> Instructions for the task
Only an exact repetition of the entries will do.

> Data provided
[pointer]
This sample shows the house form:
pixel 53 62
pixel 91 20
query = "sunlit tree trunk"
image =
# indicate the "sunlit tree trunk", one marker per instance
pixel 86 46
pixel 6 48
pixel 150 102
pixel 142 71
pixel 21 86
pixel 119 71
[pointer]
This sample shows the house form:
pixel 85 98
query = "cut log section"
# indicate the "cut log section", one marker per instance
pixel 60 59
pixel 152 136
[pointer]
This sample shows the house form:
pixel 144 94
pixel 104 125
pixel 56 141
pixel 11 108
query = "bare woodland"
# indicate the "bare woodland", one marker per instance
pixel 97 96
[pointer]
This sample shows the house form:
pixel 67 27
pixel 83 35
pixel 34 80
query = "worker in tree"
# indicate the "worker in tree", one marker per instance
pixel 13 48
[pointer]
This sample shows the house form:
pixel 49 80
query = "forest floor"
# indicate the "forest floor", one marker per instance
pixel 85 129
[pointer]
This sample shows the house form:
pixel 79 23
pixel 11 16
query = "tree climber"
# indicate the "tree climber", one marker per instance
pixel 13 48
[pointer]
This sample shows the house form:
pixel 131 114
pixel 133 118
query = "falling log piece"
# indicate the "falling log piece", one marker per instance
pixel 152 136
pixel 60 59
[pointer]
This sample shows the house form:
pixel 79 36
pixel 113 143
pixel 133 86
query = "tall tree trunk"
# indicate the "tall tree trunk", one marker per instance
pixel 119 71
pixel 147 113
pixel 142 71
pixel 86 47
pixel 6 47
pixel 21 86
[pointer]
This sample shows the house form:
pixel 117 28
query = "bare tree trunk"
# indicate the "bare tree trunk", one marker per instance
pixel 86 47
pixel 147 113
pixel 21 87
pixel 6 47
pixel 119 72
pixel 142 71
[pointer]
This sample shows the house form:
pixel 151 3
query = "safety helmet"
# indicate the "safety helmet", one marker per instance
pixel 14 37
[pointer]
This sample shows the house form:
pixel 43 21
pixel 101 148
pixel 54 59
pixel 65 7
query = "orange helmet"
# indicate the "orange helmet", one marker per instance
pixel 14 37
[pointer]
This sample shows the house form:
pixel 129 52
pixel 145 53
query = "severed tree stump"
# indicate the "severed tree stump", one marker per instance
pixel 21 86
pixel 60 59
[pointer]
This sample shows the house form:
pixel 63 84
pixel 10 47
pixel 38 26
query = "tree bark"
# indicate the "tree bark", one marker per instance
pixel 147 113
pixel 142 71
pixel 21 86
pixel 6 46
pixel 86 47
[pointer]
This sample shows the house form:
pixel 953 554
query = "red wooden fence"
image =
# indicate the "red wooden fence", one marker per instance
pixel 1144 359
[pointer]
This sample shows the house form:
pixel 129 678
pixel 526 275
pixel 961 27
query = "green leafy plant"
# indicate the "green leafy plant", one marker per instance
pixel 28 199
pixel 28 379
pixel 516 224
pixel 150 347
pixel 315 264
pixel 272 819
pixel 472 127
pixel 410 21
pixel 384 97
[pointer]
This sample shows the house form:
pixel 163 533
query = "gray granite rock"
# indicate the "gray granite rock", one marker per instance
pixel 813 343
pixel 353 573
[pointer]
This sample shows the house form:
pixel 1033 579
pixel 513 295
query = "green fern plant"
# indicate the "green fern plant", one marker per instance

> Answer space
[pointer]
This sample shows the house form:
pixel 53 62
pixel 91 20
query = "sunlit tree trunk"
image =
# indicate the "sunlit tree trunk", one marker per instance
pixel 86 46
pixel 6 48
pixel 150 102
pixel 142 71
pixel 21 86
pixel 119 71
[pointer]
This sample shows the house form:
pixel 85 98
query = "cut log section"
# indicate the "cut log section", one marker per instance
pixel 60 59
pixel 152 136
[pointer]
This sample shows the house form:
pixel 144 94
pixel 104 125
pixel 56 141
pixel 11 108
query = "bare woodland"
# indicate the "bare woodland", one marker per instance
pixel 97 96
[pointer]
This sample shows the house form:
pixel 67 27
pixel 83 35
pixel 34 80
query = "worker in tree"
# indicate the "worker in tree", one marker per instance
pixel 13 48
[pointer]
This sample shows the house form:
pixel 49 80
query = "forest floor"
# indicate the "forest floor", one marker per instance
pixel 85 129
[pointer]
This sample shows the house form:
pixel 79 23
pixel 11 16
query = "tree climber"
# indicate the "tree climber", one marker per instance
pixel 13 48
[pointer]
This sample shows the house form:
pixel 131 114
pixel 133 118
query = "falling log piece"
# indicate the "falling log piece", one marker per instance
pixel 152 136
pixel 60 59
[pointer]
This sample shows the house form:
pixel 79 36
pixel 113 143
pixel 133 86
query = "tall tree trunk"
# indicate the "tall tree trunk", one marker per instance
pixel 119 71
pixel 147 113
pixel 142 71
pixel 86 47
pixel 6 47
pixel 21 86
[pointer]
This sample shows the house form:
pixel 117 28
query = "bare tree trunk"
# indicate the "bare tree trunk", one marker per instance
pixel 86 47
pixel 147 113
pixel 21 87
pixel 6 47
pixel 119 72
pixel 142 71
[pointer]
This sample shows the house form:
pixel 151 3
query = "safety helmet"
# indicate the "safety helmet", one marker per instance
pixel 14 37
[pointer]
This sample shows the house form:
pixel 43 21
pixel 101 148
pixel 54 59
pixel 65 7
query = "orange helmet"
# indicate the "orange helmet", one marker per instance
pixel 14 37
[pointer]
This sample shows the house form:
pixel 129 52
pixel 145 53
query = "severed tree stump"
# indicate the "severed tree stump", one marker per instance
pixel 21 86
pixel 60 59
[pointer]
This sample shows the house form:
pixel 63 84
pixel 10 47
pixel 38 26
query = "tree bark"
# indicate the "tree bark", one marker per instance
pixel 147 113
pixel 142 71
pixel 21 86
pixel 6 46
pixel 86 47
[pointer]
This sample shows the house form:
pixel 953 554
query = "red wooden fence"
image =
# indicate the "red wooden fence", one marker per instance
pixel 1144 359
[pointer]
This sample shows the house form:
pixel 129 678
pixel 526 275
pixel 961 27
query = "green leafy plant"
# indicate the "green leafy plant", one marker per instance
pixel 28 199
pixel 28 379
pixel 516 224
pixel 150 347
pixel 315 264
pixel 272 819
pixel 472 127
pixel 410 21
pixel 384 97
[pointer]
This sample shows the house form:
pixel 163 533
query = "gray granite rock"
# indicate the "gray granite rock", one marker per instance
pixel 813 343
pixel 353 573
[pointer]
This sample shows the house form:
pixel 1033 579
pixel 513 295
query = "green fern plant"
# indicate the "green fern plant", one marker per instance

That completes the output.